TASK DIRECTIONS
Go over the listing below line by line, and return each one holding the string "pile".

DATA FOR THIS TASK
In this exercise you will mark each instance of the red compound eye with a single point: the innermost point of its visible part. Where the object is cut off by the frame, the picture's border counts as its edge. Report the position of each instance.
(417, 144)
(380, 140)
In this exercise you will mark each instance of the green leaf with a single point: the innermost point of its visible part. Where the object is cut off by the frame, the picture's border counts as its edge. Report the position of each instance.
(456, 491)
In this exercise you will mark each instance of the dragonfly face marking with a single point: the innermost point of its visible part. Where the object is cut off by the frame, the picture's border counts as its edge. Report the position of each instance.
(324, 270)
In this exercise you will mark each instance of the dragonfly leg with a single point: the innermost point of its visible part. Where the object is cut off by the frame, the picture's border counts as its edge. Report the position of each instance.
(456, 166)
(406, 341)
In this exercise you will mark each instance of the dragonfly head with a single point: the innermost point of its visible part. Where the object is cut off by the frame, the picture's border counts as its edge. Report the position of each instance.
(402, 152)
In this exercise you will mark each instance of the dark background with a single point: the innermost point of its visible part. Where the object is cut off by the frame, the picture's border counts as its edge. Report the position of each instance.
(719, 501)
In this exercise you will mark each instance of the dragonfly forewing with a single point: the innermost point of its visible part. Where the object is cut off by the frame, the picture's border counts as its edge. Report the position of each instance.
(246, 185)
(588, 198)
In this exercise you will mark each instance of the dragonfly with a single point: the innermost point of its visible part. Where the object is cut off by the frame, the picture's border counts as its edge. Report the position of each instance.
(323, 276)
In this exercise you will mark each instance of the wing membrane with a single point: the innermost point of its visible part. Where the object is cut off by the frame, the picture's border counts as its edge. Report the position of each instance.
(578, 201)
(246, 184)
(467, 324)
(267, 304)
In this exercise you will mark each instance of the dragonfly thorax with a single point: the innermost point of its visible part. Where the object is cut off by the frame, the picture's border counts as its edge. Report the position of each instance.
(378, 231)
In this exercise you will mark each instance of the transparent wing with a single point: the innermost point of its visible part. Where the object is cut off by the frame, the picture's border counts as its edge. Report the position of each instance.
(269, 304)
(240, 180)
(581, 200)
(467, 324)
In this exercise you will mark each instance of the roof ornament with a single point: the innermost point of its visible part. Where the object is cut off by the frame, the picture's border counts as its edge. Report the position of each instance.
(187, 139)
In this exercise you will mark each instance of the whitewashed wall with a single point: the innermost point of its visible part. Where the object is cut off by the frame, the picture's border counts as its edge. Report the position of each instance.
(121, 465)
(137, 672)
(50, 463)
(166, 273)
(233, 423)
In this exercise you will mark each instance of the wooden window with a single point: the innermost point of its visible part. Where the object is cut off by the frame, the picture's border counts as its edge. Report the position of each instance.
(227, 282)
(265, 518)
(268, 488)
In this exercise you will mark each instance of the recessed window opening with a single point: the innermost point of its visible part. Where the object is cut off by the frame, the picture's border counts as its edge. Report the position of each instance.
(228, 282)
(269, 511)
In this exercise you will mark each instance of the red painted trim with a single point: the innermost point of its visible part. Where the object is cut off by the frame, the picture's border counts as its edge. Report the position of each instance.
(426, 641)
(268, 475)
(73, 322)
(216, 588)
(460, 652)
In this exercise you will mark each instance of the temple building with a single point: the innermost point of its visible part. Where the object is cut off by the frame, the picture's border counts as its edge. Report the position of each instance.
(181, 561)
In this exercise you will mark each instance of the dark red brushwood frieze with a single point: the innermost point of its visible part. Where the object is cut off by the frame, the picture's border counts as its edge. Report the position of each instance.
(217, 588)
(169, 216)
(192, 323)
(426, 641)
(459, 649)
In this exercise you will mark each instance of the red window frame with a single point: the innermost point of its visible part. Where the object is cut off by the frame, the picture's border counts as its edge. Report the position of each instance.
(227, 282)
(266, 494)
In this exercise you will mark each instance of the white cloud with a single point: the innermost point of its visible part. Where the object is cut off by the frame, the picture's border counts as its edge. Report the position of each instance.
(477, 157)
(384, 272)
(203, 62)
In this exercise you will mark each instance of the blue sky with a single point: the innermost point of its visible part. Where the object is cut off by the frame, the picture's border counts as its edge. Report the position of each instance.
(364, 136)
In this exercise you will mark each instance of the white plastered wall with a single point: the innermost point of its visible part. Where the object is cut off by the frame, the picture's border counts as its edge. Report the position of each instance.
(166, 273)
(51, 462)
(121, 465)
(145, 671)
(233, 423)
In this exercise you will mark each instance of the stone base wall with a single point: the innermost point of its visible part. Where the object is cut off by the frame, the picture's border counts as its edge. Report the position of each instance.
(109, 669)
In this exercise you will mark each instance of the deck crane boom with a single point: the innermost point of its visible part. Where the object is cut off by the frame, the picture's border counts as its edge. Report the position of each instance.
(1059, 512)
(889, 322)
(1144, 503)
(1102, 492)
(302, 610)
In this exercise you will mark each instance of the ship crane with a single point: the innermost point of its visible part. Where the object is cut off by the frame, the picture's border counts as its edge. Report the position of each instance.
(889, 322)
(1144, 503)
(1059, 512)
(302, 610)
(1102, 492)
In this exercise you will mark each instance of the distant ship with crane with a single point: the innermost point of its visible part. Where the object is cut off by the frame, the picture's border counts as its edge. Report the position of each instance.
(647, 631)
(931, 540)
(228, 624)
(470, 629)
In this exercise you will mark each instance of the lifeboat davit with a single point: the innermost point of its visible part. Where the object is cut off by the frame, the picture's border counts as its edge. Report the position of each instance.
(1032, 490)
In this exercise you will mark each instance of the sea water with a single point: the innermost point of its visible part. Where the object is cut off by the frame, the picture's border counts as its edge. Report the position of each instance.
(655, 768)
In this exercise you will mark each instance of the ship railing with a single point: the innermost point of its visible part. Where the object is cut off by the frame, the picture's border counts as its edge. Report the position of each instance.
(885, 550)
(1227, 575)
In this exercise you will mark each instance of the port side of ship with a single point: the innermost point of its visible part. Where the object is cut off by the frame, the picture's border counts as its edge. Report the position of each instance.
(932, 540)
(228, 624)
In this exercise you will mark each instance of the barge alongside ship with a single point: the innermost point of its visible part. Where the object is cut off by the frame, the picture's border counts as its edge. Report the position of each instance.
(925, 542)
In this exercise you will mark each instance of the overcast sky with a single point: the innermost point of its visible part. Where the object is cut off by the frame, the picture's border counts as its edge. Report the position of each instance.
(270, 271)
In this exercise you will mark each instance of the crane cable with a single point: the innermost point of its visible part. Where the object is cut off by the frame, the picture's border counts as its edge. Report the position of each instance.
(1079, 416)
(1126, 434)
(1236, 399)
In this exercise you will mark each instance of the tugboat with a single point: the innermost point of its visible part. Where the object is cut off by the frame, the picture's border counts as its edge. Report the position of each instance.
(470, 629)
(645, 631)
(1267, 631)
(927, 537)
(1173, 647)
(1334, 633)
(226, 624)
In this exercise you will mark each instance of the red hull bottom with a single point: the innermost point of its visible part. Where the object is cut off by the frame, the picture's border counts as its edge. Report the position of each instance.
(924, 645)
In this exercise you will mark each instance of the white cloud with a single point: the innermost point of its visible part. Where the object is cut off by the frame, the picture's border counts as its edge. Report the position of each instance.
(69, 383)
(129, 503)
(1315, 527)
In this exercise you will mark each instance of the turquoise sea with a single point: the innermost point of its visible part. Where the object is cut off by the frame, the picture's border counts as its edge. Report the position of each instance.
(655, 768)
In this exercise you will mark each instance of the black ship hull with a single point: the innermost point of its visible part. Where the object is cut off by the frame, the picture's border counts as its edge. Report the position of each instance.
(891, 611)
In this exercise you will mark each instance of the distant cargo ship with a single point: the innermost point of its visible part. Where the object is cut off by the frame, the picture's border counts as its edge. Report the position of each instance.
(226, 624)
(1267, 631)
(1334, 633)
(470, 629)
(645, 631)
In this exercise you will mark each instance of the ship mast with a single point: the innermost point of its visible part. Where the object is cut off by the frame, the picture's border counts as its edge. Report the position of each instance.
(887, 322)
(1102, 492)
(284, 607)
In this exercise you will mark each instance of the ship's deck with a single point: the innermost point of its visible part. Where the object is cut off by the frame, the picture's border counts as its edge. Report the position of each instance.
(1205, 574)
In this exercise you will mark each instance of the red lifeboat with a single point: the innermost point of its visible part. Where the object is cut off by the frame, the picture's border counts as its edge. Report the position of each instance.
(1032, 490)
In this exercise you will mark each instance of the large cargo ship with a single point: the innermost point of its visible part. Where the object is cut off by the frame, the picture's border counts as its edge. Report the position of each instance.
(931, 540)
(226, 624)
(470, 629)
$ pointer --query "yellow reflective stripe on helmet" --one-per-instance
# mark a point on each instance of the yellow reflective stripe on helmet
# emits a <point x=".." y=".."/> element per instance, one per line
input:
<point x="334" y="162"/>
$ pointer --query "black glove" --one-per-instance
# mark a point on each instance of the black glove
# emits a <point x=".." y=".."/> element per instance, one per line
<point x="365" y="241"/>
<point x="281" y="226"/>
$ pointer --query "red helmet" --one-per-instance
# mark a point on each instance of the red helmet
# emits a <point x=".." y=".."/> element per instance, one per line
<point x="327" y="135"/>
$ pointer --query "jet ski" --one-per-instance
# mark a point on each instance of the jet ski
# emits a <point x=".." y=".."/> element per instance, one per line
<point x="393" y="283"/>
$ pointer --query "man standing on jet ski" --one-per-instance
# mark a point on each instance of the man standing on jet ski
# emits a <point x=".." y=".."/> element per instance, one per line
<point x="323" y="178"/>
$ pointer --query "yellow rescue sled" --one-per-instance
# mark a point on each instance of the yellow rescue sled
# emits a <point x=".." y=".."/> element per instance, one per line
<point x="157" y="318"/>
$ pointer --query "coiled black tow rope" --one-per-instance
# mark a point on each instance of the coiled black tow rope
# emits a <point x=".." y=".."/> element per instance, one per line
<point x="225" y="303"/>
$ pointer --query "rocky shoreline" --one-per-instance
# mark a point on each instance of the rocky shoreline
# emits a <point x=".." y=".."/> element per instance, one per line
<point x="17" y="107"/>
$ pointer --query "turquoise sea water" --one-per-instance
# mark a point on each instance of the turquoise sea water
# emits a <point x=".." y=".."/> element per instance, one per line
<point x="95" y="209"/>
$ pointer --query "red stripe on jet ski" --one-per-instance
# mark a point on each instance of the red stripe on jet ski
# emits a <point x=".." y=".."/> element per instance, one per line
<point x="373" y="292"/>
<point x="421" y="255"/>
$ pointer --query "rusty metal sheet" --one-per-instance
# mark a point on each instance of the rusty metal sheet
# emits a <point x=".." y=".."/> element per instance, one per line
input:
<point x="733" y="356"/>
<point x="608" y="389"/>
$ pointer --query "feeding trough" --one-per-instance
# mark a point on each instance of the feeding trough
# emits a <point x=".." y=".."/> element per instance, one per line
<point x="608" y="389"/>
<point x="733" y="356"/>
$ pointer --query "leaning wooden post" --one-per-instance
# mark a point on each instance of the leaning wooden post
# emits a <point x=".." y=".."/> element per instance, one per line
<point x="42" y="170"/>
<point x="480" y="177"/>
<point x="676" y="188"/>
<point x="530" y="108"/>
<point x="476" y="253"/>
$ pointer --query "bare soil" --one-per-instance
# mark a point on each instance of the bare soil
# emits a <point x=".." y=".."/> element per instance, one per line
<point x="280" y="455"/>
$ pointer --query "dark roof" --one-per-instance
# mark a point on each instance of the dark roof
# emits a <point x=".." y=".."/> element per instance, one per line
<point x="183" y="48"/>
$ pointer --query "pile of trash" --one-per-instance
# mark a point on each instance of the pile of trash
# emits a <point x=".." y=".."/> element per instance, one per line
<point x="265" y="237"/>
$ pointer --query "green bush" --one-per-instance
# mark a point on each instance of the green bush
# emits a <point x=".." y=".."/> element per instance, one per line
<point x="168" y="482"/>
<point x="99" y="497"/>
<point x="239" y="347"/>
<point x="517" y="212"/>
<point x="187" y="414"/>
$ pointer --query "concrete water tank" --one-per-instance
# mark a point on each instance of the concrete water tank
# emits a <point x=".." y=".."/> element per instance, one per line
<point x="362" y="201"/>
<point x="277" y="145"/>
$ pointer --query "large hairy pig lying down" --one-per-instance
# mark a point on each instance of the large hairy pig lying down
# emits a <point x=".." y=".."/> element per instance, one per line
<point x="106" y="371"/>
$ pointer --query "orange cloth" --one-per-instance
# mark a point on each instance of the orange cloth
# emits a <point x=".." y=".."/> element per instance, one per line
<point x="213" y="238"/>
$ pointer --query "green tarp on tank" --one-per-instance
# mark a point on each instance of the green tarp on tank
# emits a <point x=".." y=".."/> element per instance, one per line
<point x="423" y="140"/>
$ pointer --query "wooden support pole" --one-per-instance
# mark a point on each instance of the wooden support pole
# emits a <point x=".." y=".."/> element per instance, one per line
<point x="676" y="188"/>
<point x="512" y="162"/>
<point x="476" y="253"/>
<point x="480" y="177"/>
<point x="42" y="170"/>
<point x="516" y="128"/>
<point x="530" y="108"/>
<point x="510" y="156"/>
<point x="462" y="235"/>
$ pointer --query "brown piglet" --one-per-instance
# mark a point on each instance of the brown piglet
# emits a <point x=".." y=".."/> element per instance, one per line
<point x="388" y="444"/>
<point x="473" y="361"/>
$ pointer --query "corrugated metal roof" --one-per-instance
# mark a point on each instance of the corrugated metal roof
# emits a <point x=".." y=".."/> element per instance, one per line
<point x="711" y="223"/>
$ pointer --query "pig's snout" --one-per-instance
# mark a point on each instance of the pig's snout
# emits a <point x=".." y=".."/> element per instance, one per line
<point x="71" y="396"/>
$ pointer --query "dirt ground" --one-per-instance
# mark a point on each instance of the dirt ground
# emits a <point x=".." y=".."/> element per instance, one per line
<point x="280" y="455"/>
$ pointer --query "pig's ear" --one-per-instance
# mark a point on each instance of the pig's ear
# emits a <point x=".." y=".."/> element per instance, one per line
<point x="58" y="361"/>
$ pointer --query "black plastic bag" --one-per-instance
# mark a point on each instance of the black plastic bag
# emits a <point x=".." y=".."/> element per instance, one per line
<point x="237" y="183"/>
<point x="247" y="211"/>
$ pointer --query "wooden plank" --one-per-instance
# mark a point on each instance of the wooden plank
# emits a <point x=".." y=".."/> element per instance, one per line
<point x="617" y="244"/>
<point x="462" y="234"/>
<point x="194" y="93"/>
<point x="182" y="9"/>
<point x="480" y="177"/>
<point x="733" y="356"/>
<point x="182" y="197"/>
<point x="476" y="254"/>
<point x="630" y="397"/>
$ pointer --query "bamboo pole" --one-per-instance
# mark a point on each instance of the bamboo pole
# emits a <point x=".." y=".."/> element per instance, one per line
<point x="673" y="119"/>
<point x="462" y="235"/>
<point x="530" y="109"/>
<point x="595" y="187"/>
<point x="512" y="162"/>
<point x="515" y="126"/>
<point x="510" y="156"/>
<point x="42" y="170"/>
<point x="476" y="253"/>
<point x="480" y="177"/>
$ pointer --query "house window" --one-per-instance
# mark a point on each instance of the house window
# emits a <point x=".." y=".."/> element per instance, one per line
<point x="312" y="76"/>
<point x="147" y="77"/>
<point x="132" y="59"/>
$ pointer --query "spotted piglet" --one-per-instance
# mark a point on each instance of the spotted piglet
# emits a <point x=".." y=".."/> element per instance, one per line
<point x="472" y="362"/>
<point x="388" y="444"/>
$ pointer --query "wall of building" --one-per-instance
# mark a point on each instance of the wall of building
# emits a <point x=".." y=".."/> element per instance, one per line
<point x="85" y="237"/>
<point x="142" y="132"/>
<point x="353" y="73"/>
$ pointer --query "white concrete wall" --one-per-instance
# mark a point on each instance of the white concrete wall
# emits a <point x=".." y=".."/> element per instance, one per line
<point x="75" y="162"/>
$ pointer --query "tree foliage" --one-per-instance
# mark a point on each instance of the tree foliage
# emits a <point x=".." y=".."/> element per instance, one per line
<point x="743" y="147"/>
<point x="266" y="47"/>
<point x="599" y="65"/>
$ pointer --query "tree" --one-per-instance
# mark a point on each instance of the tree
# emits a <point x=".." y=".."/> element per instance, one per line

ANSWER FOR THIS EXERCISE
$ pointer --query "pile of trash" --one-per-instance
# mark a point on each instance of the pile of trash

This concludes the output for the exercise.